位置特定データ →

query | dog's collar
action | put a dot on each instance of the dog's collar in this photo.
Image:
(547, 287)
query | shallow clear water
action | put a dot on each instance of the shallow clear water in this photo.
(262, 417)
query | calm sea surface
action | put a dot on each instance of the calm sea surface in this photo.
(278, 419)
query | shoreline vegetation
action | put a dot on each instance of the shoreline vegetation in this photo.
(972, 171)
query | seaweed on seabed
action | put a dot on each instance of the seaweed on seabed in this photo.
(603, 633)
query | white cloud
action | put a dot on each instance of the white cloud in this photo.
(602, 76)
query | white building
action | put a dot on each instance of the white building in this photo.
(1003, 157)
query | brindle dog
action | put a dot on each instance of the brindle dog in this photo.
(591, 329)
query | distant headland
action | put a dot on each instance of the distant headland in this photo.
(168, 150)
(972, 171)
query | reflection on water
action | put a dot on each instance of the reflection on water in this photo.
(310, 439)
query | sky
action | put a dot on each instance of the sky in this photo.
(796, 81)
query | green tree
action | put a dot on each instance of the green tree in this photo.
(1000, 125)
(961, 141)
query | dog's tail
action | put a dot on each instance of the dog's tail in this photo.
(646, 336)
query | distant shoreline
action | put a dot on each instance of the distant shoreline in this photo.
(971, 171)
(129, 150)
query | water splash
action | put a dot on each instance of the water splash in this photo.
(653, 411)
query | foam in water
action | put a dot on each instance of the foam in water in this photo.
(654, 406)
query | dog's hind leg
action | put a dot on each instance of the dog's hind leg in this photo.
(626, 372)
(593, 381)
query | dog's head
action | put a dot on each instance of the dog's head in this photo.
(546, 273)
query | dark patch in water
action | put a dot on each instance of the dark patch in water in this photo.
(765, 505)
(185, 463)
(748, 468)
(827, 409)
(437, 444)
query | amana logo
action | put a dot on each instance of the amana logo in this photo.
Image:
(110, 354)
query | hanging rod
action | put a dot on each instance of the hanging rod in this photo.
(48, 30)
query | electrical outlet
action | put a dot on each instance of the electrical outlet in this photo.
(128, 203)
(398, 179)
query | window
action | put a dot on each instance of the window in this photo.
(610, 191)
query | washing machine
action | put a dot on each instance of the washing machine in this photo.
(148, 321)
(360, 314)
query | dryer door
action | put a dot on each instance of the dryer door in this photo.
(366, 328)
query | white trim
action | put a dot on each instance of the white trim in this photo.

出題内容 →
上記の位置特定データの全行を、空行を除いた番号付きリストとして示せ。

出力結果 →
1. query | dog's collar
2. action | put a dot on each instance of the dog's collar in this photo.
3. Image:
4. (547, 287)
5. query | shallow clear water
6. action | put a dot on each instance of the shallow clear water in this photo.
7. (262, 417)
8. query | calm sea surface
9. action | put a dot on each instance of the calm sea surface in this photo.
10. (278, 419)
11. query | shoreline vegetation
12. action | put a dot on each instance of the shoreline vegetation in this photo.
13. (972, 171)
14. query | seaweed on seabed
15. action | put a dot on each instance of the seaweed on seabed in this photo.
16. (603, 633)
17. query | white cloud
18. action | put a dot on each instance of the white cloud in this photo.
19. (602, 76)
20. query | white building
21. action | put a dot on each instance of the white building in this photo.
22. (1003, 157)
23. query | brindle dog
24. action | put a dot on each instance of the brindle dog in this photo.
25. (591, 329)
26. query | distant headland
27. action | put a dot on each instance of the distant headland in this photo.
28. (168, 150)
29. (972, 171)
30. query | reflection on water
31. action | put a dot on each instance of the reflection on water in this photo.
32. (310, 439)
33. query | sky
34. action | put a dot on each instance of the sky in this photo.
35. (796, 81)
36. query | green tree
37. action | put a dot on each instance of the green tree in this photo.
38. (1000, 125)
39. (961, 141)
40. query | dog's tail
41. action | put a dot on each instance of the dog's tail in this photo.
42. (646, 336)
43. query | distant shoreline
44. action | put a dot on each instance of the distant shoreline in this photo.
45. (971, 171)
46. (129, 150)
47. query | water splash
48. action | put a dot on each instance of the water splash in this photo.
49. (653, 411)
50. query | foam in water
51. action | put a dot on each instance of the foam in water in this photo.
52. (654, 406)
53. query | dog's hind leg
54. action | put a dot on each instance of the dog's hind leg in this photo.
55. (626, 372)
56. (593, 381)
57. query | dog's head
58. action | put a dot on each instance of the dog's head in this photo.
59. (546, 273)
60. query | dark patch in water
61. action | put a dot on each instance of the dark patch in water in this photo.
62. (765, 505)
63. (185, 463)
64. (748, 468)
65. (827, 409)
66. (437, 444)
67. query | amana logo
68. action | put a dot on each instance of the amana logo in this photo.
69. Image:
70. (110, 354)
71. query | hanging rod
72. action | put a dot on each instance of the hanging rod in this photo.
73. (48, 30)
74. query | electrical outlet
75. action | put a dot on each instance of the electrical outlet in this photo.
76. (128, 203)
77. (398, 179)
78. query | window
79. action | put a dot on each instance of the window in this photo.
80. (610, 191)
81. query | washing machine
82. action | put a dot on each instance of the washing machine in this photo.
83. (148, 321)
84. (360, 314)
85. query | dryer door
86. action | put a dot on each instance of the dryer door in this photo.
87. (366, 328)
88. query | white trim
89. action | put a dot on each instance of the white trim in this photo.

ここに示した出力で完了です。